A Crise Mundial e a Necessária Reforma Tributária
Edilson Pereira de Godoy*
A crise financeira mundial causada pela falta de liquidez das instituições financeiras teve seu nascedouro nos equívocos das políticas monetárias dos bancos centrais das principais economias mundiais. Para facilitar o consumo, seja de bens duráveis ou não-duráveis, as políticas monetárias desses países permitiram o alargamento do crédito, sem o devido controle por parte das autoridades monetárias. Não bastasse isso, criou-se o efeito dominó através da edição dos denominados derivativos, papéis lastreados em outros papéis.
Esse incentivo financeiro fez com que as pessoas aumentassem seu endividamento, sem as devidas garantias. Ai começa o tal efeito dominó. Quando o devedor não encontra mais crédito no mercado, esse passa a inadimplência, que se repetida em escala passa a atingir outros setores, até contaminar todo o mundo globalizado. Ou seja, o devedor faz o credor se tornar também um devedor e assim sucessivamente.

**Um bloco de dados**
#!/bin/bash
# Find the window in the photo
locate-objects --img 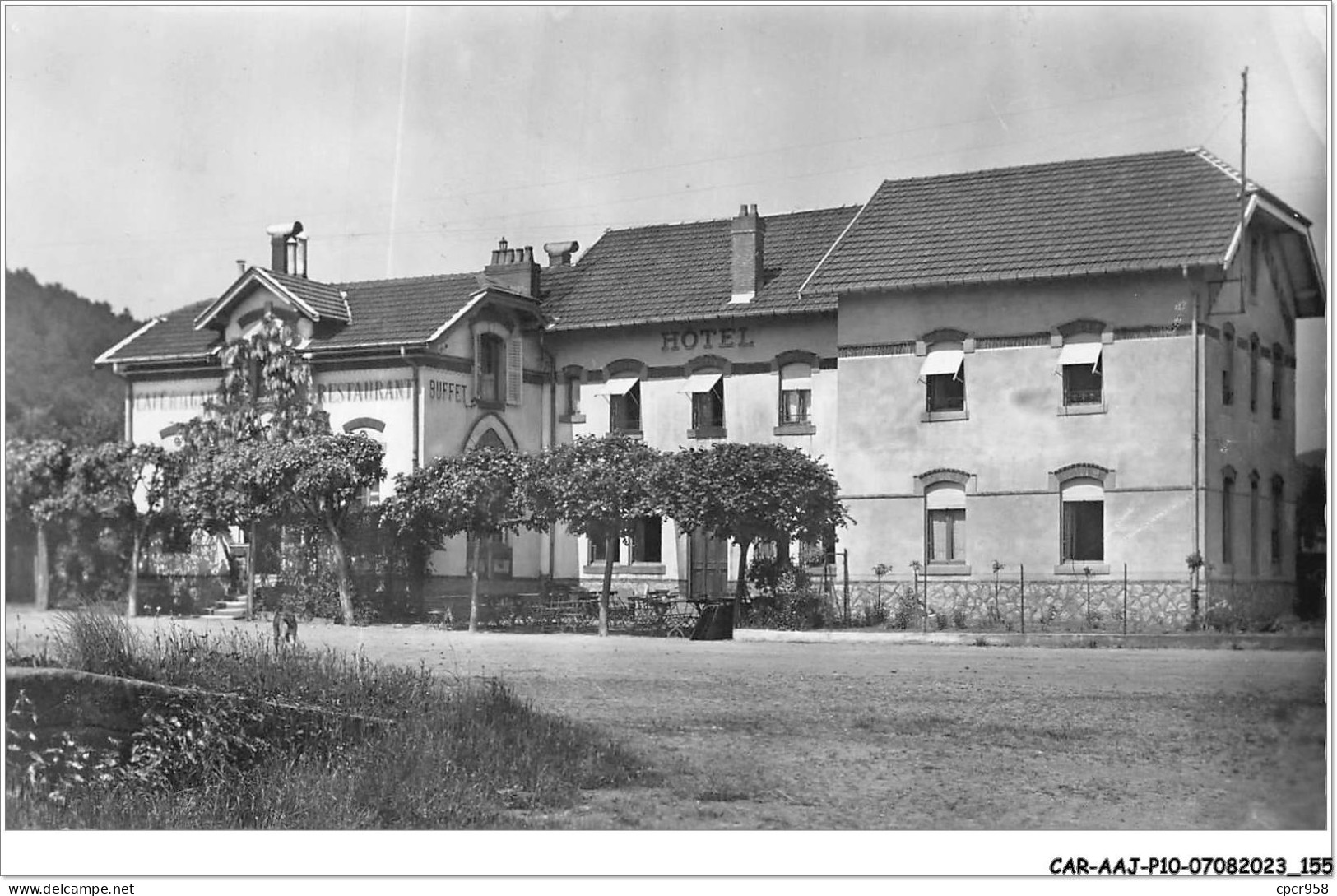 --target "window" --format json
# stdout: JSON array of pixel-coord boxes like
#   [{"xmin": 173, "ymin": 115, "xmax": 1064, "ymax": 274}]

**TAREFA A CUMPRIR**
Pode citar na íntegra, sem alterar nada, o texto sobre a crise mundial e a reforma tributária?

**RESPOSTA À TAREFA**
A Crise Mundial e a Necessária Reforma Tributária
Edilson Pereira de Godoy*
A crise financeira mundial causada pela falta de liquidez das instituições financeiras teve seu nascedouro nos equívocos das políticas monetárias dos bancos centrais das principais economias mundiais. Para facilitar o consumo, seja de bens duráveis ou não-duráveis, as políticas monetárias desses países permitiram o alargamento do crédito, sem o devido controle por parte das autoridades monetárias. Não bastasse isso, criou-se o efeito dominó através da edição dos denominados derivativos, papéis lastreados em outros papéis.
Esse incentivo financeiro fez com que as pessoas aumentassem seu endividamento, sem as devidas garantias. Ai começa o tal efeito dominó. Quando o devedor não encontra mais crédito no mercado, esse passa a inadimplência, que se repetida em escala passa a atingir outros setores, até contaminar todo o mundo globalizado. Ou seja, o devedor faz o credor se tornar também um devedor e assim sucessivamente.